◆ TEXT FOR ANALYSIS
If you follow Amazon.com (NASDAQ: AMZN ) , by now you've likely heard CEO Jeff Bezos has done it yet again. Seemingly never content with being the world's largest e-tailer, Amazon dropped nearly a $1 billion in cash on video streaming monster Twitch, the wildly popular site that gives folks the ability to build their own personal gaming "channels," as well as watch other gamers do their thing.
As one of the top five video streaming sites on the planet, Twitch certainly offers Amazon a world of opportunity in the fast-growing world of online gaming. And let's not forget Bezos' recent announcement that Amazon is preparing to take on search juggernaut Google (NASDAQ: GOOG ) (NASDAQ: GOOGL ) in its own backyard: digital advertising. The question is, after nearly 20 years of existence, just how much longer can Bezos and team continue to spend indiscriminately on infrastructure and expanding into new markets, without making any profit?
The latest Bezos forays
With about $8 billion in cash and equivalents on the books as of the end of its recently completed 2014 Q2, the $970 million Amazon is spending on Twitch won't have an overwhelmingly negative impact on its balance sheet. And there's no denying Twitch is wildly successful.

◆ REQUIRED ACTION
Please copy the Amazon article between "If you follow" and "do their thing.", inclusive, substituting "online retailer" for "e-tailer". The entries that come next have nothing to do with the Amazon article.

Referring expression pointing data
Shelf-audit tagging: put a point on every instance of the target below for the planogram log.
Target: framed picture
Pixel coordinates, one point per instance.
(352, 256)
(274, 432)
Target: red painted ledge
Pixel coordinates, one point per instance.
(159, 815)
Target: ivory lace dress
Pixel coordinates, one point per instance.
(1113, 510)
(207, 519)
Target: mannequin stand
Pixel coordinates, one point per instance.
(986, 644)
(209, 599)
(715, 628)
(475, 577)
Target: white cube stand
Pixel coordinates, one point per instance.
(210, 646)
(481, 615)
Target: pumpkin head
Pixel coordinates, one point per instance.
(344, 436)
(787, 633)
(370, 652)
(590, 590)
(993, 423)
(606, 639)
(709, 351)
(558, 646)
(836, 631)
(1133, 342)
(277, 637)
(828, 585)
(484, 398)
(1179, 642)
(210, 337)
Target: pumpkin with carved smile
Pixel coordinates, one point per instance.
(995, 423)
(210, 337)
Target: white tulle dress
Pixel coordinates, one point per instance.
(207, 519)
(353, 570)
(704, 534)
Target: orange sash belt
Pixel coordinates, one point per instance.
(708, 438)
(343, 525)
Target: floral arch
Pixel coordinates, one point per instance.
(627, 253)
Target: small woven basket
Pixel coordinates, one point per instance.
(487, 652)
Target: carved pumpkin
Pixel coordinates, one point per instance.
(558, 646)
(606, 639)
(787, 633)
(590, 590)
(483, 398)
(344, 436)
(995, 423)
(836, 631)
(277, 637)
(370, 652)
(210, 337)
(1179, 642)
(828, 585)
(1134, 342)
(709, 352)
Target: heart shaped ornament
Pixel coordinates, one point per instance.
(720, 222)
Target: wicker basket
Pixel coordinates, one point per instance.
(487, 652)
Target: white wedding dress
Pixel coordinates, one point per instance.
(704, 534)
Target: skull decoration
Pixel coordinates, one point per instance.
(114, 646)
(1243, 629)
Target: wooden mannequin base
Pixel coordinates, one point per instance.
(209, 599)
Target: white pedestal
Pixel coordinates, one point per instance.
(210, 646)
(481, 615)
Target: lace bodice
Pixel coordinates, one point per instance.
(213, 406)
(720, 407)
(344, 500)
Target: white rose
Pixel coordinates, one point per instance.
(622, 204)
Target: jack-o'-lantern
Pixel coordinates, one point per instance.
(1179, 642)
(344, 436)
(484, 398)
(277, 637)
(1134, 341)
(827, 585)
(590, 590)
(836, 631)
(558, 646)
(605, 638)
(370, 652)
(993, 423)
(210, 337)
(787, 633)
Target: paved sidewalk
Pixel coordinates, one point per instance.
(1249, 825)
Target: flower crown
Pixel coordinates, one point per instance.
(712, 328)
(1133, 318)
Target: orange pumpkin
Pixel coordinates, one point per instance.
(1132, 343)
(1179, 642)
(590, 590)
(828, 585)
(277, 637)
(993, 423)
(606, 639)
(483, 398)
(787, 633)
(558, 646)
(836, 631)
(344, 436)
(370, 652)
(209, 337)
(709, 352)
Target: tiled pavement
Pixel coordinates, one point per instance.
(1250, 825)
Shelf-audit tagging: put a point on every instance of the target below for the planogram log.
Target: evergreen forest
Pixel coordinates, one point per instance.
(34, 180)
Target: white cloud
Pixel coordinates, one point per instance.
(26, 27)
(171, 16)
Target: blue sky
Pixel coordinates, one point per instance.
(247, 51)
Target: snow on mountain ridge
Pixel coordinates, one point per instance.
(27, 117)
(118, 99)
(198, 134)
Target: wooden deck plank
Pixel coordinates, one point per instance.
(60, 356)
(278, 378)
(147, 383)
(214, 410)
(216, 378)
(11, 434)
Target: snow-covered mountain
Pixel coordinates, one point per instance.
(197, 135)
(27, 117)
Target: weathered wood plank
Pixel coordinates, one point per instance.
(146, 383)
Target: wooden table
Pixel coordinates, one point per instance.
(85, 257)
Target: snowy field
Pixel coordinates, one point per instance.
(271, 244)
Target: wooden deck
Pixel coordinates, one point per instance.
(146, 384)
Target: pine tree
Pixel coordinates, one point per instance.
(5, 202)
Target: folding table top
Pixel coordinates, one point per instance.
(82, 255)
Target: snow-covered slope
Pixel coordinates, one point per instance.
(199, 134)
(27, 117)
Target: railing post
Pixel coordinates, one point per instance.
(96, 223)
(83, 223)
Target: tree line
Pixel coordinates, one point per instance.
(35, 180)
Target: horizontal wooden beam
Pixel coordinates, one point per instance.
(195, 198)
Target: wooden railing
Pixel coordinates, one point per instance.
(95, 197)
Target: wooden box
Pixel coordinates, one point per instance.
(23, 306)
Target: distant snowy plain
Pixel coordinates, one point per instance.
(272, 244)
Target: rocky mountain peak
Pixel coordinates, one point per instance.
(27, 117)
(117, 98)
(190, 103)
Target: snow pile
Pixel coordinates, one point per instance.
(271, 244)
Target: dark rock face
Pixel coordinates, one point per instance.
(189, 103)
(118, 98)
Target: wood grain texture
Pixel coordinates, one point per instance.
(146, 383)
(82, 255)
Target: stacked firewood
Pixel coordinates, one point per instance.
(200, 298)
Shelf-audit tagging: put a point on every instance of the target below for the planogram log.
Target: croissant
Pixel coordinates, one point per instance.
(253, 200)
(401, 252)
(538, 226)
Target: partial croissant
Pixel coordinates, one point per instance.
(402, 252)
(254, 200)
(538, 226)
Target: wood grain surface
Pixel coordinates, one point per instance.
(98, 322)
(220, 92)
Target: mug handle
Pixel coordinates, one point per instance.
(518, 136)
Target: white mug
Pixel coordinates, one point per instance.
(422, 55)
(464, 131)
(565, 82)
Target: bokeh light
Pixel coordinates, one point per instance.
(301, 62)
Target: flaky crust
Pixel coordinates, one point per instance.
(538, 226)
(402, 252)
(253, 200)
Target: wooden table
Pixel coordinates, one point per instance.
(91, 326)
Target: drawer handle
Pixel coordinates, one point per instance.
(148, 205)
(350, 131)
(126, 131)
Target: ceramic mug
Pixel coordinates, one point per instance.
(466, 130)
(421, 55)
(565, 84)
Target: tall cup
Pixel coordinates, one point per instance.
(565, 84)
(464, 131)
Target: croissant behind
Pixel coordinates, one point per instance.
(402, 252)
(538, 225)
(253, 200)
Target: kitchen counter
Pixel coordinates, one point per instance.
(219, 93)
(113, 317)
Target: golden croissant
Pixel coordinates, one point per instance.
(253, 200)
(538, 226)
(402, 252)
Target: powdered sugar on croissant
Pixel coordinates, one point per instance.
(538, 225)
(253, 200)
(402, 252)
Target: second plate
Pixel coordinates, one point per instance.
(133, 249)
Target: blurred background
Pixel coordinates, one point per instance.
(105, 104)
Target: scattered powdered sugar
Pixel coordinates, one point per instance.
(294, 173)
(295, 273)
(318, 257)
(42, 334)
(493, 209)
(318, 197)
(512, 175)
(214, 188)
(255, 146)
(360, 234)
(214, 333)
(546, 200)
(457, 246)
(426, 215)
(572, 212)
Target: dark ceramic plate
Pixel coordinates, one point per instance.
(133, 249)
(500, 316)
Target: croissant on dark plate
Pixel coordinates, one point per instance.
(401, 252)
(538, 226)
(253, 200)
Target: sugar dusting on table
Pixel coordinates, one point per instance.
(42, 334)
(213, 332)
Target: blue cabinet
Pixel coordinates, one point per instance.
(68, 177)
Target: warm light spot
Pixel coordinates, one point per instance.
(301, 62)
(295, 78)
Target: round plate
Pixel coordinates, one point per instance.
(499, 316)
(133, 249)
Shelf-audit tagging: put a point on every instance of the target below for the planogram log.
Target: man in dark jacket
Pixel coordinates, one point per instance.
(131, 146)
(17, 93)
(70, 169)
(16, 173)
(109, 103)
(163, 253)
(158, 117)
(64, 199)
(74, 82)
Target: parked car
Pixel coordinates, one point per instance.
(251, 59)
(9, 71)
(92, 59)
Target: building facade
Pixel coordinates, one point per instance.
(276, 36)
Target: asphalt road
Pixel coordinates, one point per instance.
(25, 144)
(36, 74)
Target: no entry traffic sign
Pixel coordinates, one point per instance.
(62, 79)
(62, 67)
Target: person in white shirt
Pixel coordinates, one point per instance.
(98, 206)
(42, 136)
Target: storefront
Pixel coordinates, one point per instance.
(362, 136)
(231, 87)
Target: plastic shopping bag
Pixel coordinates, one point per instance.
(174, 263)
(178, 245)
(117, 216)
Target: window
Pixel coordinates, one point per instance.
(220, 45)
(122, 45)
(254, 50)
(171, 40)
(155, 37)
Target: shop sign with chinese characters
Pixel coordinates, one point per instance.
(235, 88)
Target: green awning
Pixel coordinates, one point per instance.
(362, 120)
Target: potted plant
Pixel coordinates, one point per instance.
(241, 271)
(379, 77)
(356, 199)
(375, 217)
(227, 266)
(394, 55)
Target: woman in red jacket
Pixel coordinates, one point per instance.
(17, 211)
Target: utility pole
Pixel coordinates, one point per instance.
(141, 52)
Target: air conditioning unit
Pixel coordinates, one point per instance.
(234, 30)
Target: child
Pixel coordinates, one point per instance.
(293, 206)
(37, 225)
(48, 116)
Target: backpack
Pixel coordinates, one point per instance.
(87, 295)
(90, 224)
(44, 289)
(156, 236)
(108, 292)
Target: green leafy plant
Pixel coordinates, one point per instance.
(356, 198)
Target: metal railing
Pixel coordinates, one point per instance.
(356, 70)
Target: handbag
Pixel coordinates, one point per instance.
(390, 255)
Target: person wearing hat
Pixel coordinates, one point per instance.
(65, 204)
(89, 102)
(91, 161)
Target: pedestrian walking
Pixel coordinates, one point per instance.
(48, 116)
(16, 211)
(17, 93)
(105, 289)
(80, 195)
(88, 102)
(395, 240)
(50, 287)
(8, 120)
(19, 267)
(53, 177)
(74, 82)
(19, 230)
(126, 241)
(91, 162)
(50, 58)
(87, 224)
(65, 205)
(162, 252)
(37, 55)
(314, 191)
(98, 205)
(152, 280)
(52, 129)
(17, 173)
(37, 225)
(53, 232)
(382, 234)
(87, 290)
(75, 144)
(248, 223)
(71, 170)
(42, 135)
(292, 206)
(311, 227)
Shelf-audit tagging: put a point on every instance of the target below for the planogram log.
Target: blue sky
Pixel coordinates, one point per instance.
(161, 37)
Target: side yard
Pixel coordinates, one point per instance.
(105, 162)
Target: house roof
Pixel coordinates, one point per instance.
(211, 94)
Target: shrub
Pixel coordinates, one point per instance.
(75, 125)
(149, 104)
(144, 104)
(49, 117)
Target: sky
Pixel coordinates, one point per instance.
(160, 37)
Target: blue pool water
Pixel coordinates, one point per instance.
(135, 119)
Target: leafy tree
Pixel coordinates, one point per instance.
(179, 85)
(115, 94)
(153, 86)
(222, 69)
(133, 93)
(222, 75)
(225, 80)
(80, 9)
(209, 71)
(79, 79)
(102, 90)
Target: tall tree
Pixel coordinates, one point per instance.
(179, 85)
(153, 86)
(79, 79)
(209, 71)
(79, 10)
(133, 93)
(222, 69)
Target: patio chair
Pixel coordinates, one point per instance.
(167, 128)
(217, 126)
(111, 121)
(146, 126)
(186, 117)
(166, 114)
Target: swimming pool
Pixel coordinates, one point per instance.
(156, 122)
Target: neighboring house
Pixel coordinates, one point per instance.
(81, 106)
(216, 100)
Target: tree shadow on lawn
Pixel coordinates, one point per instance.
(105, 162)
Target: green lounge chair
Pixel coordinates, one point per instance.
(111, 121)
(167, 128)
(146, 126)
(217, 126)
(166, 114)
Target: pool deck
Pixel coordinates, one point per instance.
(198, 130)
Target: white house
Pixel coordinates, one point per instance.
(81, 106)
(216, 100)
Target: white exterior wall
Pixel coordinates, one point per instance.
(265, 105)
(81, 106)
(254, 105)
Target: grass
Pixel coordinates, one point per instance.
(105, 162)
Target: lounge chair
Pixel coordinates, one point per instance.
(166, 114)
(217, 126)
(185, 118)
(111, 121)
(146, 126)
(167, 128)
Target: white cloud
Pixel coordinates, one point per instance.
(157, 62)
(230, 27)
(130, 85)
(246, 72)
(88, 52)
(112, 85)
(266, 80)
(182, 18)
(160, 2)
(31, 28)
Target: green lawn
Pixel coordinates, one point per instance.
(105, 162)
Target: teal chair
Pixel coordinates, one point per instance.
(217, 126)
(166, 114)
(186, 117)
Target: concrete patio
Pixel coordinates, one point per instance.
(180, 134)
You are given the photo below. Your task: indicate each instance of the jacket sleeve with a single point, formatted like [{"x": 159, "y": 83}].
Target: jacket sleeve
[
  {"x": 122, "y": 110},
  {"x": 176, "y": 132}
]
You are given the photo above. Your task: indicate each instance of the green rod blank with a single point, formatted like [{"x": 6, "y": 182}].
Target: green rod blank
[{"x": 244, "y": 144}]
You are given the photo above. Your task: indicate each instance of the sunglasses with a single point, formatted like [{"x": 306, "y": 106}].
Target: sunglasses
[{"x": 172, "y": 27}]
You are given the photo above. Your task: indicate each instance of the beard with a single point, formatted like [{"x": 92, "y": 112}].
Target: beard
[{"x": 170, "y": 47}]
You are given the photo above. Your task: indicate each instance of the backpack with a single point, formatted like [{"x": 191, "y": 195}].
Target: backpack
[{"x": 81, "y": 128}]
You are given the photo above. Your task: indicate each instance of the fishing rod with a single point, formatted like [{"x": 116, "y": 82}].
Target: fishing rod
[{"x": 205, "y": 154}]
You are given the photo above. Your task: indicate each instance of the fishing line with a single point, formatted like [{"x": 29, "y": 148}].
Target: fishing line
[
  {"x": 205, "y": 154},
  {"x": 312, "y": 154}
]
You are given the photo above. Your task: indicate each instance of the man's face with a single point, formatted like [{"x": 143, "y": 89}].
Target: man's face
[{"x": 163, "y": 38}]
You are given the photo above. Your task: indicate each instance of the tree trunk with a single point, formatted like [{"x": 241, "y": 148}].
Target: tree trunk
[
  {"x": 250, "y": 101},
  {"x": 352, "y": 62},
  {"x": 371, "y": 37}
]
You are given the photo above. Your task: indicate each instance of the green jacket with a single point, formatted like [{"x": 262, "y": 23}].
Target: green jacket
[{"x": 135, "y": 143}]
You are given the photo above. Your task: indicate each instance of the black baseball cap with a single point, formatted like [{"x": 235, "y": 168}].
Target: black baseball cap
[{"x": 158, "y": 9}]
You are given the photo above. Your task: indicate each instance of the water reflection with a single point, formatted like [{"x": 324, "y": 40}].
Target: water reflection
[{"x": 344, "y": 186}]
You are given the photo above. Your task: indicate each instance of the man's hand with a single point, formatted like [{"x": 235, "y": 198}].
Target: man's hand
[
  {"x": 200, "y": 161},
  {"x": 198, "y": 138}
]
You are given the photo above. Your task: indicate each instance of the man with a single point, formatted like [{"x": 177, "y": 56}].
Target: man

◆ EXERCISE RESPONSE
If you follow Amazon.com (NASDAQ: AMZN ) , by now you've likely heard CEO Jeff Bezos has done it yet again. Seemingly never content with being the world's largest online retailer, Amazon dropped nearly a $1 billion in cash on video streaming monster Twitch, the wildly popular site that gives folks the ability to build their own personal gaming "channels," as well as watch other gamers do their thing.